Cuplikan yang diberikan:
#####

Membicarakan Natuna akan terpikir sebuah kabupaten
yang terdiri dari ribuan pulau terletak di ujung utara
Indonesia dengan jarak lebih dari 1.250 km dari Jakarta.
Kepulauan Natuna memiliki cadangan gas alam terbesar
di kawasan Asia Pasifik bahkan di Dunia. Di dalam perut
buminya juga bergelimang minyak. Tak hanya itu, di
kepulauan yang terletak di teras depan Negara
Indonesia ini menghampar aneka jenis terumbu karang
yang sangat memukau.
Dimana kita bisa menemukan berbagai material tambang
seperti gas alam, minyak bumi, dan pasir kuarsa dalam
jumlah besar? Jawabnya, Kepulauan Natuna. Kekayaan
mineral tambang tersebut bukan hanya terhampar di
darat, tetapi juga tersebar bertaburan di bawah dasar
laut.
Menurut hitungan pemerintah, Natuna memiliki cadangan
gas alam terbesar di kawasan Asia Pasifik Hal ini
merujuk pada salah satu ladang gas yang terletak 225
kilometer (km) sebelah utara Natuna.
Di sini tersimpan cadangan gas alam dengan volume
sebesar 222 triliun kaki kubik (TCT). Selain itu, gas
hidrokarbon yang bisa ditambang mencapai 46 TCT.
Angka itu tentu saja belum termasuk cadangan gas alam
yang terdapat di bagian barat Natuna yang dikelola
juragan minyak raksasa kelas dunia.
Bukan hanya berjaya di sektor gas alam. Natuna juga
diselimuti minyak bumi yang seolah tiada pernah ada
habisnya. Sumur-sumur off shore yang berada di bagian
timur Natuna itu terus memancarkan minyaknya.
Jadi, wajar saja kalau sektor migas di Kabupaten Natuna
ini menjadi penyumbang terbesar bagi perekonomian di
Provinsi Kepulauan Riau (Kepri). Migas yang berasal dari
pelapukan fosil binatang laut selama jutaan tahun silam
itu memberi kontribusi sekitar 10,11 persen dari
perekonomian Kepri.

#####

Item dari koleksi pelabelan:
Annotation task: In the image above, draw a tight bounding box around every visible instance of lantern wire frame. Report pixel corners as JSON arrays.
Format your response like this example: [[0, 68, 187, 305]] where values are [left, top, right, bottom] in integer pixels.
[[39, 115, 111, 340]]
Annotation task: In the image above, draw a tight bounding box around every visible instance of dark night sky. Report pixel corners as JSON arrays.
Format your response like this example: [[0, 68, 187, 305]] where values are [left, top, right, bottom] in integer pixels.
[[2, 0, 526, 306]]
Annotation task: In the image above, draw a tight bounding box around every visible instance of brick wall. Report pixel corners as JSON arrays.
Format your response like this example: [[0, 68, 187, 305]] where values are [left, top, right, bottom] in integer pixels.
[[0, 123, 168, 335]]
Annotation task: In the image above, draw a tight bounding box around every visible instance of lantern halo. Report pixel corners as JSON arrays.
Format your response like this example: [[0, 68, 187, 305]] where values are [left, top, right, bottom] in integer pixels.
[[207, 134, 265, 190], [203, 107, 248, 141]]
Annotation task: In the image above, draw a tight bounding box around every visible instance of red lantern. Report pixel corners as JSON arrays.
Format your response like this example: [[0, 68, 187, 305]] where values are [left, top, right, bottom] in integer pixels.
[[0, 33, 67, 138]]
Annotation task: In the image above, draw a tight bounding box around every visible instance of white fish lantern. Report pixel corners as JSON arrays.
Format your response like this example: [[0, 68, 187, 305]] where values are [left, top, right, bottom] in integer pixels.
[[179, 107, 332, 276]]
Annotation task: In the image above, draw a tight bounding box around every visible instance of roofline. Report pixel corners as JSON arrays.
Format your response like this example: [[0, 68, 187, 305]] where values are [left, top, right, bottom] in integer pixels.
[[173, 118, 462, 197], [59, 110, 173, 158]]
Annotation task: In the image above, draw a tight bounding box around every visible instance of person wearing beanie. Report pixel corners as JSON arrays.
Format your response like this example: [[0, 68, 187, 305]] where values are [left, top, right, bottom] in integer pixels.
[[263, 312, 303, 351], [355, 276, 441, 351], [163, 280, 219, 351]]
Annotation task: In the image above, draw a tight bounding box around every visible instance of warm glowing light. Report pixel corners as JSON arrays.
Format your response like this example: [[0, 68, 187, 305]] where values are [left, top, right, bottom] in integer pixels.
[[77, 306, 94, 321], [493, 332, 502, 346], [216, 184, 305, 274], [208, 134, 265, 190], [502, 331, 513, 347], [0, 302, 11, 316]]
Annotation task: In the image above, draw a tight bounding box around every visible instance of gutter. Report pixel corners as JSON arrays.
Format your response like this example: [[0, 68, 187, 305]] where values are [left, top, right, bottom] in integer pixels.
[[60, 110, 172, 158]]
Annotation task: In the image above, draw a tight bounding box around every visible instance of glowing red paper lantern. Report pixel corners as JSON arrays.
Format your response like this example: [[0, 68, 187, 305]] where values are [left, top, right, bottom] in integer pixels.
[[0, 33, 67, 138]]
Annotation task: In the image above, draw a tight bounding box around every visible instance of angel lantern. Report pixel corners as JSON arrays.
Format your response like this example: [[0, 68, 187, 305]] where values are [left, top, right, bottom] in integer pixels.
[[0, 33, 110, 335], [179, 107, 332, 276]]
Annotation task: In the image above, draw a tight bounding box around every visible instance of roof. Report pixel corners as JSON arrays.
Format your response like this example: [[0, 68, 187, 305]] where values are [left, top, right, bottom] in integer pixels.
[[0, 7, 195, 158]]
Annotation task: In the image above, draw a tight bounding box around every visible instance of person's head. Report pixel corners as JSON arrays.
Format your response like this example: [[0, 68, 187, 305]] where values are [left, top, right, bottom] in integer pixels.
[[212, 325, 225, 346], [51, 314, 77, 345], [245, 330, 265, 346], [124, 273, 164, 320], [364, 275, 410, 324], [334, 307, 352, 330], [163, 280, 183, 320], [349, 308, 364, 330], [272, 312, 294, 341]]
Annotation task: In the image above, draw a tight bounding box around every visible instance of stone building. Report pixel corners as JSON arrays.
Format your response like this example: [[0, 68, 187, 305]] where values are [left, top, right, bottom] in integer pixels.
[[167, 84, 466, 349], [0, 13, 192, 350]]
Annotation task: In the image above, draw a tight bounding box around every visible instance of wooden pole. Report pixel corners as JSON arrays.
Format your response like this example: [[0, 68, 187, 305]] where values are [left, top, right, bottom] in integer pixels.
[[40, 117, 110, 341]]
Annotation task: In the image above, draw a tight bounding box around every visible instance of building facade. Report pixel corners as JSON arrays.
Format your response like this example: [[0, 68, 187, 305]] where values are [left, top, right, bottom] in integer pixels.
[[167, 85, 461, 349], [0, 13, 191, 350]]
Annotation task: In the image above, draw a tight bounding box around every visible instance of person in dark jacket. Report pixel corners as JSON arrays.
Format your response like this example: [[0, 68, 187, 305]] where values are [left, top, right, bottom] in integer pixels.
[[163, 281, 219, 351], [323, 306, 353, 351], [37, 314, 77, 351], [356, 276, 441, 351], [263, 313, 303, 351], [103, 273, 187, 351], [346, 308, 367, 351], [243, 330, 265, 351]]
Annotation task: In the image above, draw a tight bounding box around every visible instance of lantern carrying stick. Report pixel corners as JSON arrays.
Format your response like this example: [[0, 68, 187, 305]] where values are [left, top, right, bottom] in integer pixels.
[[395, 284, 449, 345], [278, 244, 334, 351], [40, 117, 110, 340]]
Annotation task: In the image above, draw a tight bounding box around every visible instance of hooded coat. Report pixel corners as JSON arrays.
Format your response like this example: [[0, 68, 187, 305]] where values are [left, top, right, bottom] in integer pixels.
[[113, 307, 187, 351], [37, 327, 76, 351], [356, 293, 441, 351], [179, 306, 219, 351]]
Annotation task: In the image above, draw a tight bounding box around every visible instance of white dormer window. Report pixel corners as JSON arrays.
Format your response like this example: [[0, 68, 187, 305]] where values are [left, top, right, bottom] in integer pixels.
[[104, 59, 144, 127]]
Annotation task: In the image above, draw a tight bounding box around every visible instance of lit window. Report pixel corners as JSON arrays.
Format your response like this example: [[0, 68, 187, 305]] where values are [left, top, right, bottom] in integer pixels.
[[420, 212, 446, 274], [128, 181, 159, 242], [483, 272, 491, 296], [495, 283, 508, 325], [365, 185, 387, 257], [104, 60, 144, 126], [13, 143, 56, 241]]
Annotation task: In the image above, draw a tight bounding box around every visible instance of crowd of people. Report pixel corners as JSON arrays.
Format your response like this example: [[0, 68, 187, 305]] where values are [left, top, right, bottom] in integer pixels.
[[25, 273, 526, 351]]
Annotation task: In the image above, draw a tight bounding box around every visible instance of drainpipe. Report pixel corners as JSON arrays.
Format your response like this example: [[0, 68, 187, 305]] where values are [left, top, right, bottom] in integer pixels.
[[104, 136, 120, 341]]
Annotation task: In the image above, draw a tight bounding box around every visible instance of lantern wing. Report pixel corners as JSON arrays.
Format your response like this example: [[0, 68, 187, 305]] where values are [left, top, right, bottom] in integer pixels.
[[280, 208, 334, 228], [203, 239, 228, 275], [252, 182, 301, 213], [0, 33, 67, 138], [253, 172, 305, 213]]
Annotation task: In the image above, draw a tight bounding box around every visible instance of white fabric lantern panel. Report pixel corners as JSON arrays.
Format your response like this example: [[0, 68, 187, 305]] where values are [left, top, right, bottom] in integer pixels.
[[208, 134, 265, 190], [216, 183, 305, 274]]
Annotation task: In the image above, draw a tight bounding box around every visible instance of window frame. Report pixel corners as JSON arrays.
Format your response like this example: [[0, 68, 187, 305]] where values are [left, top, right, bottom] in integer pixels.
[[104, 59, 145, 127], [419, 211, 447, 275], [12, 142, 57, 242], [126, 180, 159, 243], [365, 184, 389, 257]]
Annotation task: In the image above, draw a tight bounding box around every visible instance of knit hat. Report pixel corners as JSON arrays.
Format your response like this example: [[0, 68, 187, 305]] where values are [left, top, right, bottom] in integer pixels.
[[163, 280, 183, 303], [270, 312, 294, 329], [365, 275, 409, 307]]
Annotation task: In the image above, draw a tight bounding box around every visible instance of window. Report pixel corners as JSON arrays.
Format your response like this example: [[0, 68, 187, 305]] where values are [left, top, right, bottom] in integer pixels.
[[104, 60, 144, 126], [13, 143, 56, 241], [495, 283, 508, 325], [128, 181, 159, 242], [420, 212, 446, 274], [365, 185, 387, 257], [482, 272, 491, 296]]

#####

Tugas singkat:
Jawab pertanyaan berikut berdasarkan cuplikan tentang Kepulauan Natuna.
1. Berapa jarak Natuna dari Jakarta?
2. Berapa volume cadangan gas alam pada ladang gas yang terletak 225 km di sebelah utara Natuna?
3. Berapa persen kontribusi migas terhadap perekonomian Provinsi Kepulauan Riau?
Entri tersebut diambil dari sumber yang berbeda.

Hasil tugas:
1. Lebih dari 1.250 km.
2. 222 triliun kaki kubik.
3. Sekitar 10,11 persen.